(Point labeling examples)
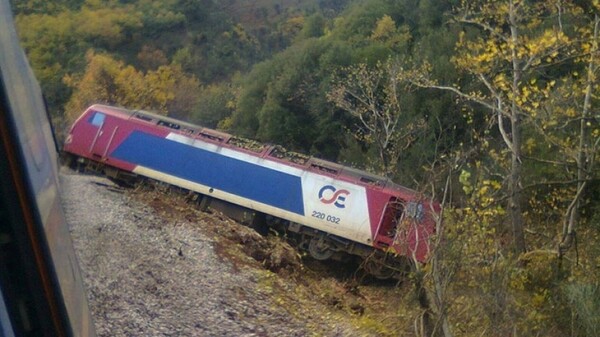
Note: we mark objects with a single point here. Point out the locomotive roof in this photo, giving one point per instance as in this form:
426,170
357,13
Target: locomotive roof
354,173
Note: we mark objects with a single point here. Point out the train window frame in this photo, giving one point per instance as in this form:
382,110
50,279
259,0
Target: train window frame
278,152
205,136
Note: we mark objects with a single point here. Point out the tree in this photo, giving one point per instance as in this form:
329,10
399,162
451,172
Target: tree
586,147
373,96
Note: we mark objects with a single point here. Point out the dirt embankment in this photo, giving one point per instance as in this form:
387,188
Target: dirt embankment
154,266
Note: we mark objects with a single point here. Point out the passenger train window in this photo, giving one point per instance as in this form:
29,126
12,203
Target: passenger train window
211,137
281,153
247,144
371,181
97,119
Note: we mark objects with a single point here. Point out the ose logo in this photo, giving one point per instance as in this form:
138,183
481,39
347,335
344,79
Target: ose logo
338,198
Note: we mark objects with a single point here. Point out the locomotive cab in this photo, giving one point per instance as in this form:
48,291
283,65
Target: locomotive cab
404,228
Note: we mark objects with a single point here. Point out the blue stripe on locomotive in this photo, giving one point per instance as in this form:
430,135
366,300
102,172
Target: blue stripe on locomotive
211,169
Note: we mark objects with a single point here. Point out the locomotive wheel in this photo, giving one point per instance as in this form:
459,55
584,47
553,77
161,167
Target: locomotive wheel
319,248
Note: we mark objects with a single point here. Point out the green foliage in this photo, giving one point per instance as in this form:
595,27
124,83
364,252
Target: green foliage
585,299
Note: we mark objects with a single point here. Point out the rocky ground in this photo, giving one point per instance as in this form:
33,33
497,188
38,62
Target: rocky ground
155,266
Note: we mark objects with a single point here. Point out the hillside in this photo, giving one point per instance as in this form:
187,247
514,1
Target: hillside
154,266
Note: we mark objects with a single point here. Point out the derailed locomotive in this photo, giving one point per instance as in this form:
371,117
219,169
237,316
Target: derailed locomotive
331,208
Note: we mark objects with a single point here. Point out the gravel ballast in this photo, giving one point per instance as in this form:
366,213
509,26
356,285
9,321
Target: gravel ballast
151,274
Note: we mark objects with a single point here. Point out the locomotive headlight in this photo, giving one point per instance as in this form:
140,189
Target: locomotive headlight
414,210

* * *

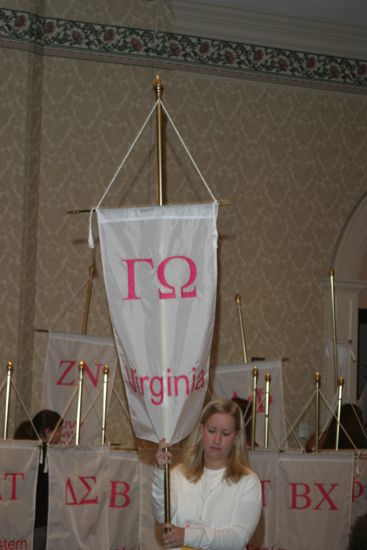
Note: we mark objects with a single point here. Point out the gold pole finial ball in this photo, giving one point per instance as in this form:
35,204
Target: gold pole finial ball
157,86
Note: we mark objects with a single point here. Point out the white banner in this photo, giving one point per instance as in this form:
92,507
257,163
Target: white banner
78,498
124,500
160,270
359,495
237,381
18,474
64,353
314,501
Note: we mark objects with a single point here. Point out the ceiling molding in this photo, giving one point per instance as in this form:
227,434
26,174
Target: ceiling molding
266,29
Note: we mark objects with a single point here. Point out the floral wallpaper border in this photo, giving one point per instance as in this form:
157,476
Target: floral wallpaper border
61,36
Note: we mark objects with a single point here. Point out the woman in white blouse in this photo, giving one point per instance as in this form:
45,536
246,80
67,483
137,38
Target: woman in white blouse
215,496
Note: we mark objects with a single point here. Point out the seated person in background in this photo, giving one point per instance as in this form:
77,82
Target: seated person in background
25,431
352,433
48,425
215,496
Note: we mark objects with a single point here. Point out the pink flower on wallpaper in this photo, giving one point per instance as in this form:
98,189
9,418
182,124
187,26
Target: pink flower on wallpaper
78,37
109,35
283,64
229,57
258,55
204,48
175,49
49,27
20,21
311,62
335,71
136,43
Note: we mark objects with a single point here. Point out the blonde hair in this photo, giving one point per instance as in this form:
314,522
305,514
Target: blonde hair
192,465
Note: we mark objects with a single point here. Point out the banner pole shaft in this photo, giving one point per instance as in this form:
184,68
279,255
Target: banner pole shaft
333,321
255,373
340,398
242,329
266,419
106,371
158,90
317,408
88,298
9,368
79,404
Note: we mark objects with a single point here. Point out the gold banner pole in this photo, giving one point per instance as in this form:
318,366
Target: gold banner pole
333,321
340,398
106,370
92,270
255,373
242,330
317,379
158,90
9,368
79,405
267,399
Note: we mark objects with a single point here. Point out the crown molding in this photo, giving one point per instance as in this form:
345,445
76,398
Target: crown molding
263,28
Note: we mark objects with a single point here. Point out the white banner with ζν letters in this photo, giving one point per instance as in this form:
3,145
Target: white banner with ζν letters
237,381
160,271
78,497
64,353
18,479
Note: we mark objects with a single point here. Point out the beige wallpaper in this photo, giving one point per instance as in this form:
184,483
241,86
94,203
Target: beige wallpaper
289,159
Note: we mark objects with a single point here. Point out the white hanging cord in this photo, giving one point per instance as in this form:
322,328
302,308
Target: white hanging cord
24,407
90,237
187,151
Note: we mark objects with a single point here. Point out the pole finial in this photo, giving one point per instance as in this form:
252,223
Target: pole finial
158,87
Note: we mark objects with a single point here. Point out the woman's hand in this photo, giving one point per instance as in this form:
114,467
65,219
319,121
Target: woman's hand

Work to do ▸ Output as a Markdown table with columns Row and Line the lines starting at the one containing "out the pole" and ending with the one containing "Target: woman's hand", skipping any blank lines.

Solution for this task ▸
| Row | Line |
|---|---|
| 1 | Note: we mark objects with a single point here. Point out the pole finial in this photo, giving one point per instance as in this form: |
| 2 | 252,223 |
| 3 | Target: pole finial |
| 4 | 158,87 |
| 5 | Note: we mark objects with a single point here. Point out the woman's hand in this photo, giving one point per instance as in this form: |
| 6 | 114,467 |
| 7 | 65,219 |
| 8 | 319,121 |
| 9 | Target: woman's hand |